Items from a dataset:
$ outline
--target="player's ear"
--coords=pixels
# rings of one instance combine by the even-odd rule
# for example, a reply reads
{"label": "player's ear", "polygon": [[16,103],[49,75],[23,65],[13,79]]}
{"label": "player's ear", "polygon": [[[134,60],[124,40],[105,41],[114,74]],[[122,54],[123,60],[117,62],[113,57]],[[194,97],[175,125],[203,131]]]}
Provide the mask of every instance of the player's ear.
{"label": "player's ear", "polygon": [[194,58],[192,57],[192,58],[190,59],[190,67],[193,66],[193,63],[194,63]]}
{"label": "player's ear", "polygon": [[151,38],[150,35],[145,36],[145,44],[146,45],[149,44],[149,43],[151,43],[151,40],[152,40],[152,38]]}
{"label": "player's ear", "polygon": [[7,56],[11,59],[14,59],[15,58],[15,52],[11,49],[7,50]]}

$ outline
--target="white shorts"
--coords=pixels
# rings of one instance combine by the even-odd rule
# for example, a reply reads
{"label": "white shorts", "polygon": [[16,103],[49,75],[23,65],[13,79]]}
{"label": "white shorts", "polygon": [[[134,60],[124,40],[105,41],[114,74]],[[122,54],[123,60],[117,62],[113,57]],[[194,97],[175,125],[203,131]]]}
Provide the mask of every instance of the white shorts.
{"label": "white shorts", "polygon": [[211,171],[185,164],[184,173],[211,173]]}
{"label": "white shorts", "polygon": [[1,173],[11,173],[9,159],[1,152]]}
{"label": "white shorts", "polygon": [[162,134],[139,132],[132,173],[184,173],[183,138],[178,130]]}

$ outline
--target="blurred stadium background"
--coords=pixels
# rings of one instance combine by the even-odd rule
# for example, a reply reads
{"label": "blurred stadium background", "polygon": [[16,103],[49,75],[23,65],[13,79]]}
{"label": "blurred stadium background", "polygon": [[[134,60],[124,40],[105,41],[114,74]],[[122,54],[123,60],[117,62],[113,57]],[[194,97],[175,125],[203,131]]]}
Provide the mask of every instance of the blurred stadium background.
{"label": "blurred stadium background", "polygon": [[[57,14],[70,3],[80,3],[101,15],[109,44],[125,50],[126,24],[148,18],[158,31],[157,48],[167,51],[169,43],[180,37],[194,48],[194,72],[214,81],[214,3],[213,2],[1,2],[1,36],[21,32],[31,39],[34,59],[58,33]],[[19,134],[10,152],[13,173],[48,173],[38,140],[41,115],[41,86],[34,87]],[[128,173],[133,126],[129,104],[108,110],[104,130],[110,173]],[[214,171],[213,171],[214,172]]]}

TO DO:
Repeat the data above exactly.

RESPONSE:
$ outline
--target="player's ear"
--coords=pixels
# rings of one instance combine by the even-odd rule
# for example, a reply reads
{"label": "player's ear", "polygon": [[16,103],[49,75],[23,65],[13,79]]}
{"label": "player's ear", "polygon": [[[134,60],[124,40],[105,41],[114,74]],[[122,54],[123,60],[117,62],[113,57]],[[194,97],[175,125],[203,131]]]}
Provide the mask of every instance of the player's ear.
{"label": "player's ear", "polygon": [[194,58],[192,57],[192,58],[190,59],[190,67],[193,66],[193,63],[194,63]]}
{"label": "player's ear", "polygon": [[151,38],[150,35],[145,36],[145,44],[146,45],[149,44],[149,43],[151,43],[151,40],[152,40],[152,38]]}
{"label": "player's ear", "polygon": [[7,56],[11,59],[14,59],[15,58],[15,52],[11,49],[7,50]]}

$ outline
--target="white shorts"
--coords=pixels
# rings of one instance combine by the even-odd rule
# for example, a reply reads
{"label": "white shorts", "polygon": [[16,103],[49,75],[23,65],[13,79]]}
{"label": "white shorts", "polygon": [[[134,60],[124,40],[105,41],[114,74]],[[122,54],[123,60],[117,62],[113,57]],[[194,97],[175,125],[203,131]]]}
Provide the mask of every instance of the white shorts.
{"label": "white shorts", "polygon": [[211,171],[185,164],[184,173],[211,173]]}
{"label": "white shorts", "polygon": [[1,173],[11,173],[9,159],[1,152]]}
{"label": "white shorts", "polygon": [[162,134],[139,132],[132,173],[184,173],[183,138],[178,130]]}

$ outline
--target="blurred stadium background"
--coords=pixels
# rings of one instance combine by the even-odd rule
# for example, a reply reads
{"label": "blurred stadium background", "polygon": [[16,103],[49,75],[23,65],[13,79]]}
{"label": "blurred stadium background", "polygon": [[[134,60],[124,40],[105,41],[114,74]],[[122,54],[123,60],[117,62],[113,57]],[[194,97],[175,125],[203,131]]]}
Provide the mask of every instance of the blurred stadium background.
{"label": "blurred stadium background", "polygon": [[[57,14],[70,3],[80,3],[101,15],[109,44],[125,50],[126,24],[148,18],[158,31],[157,48],[167,51],[169,43],[180,37],[194,48],[194,72],[214,81],[214,3],[213,2],[1,2],[1,36],[21,32],[31,39],[34,59],[58,33]],[[19,134],[10,152],[13,173],[48,173],[38,140],[41,115],[41,86],[34,87]],[[128,173],[133,126],[129,104],[108,110],[104,130],[110,173]],[[214,171],[213,171],[214,172]]]}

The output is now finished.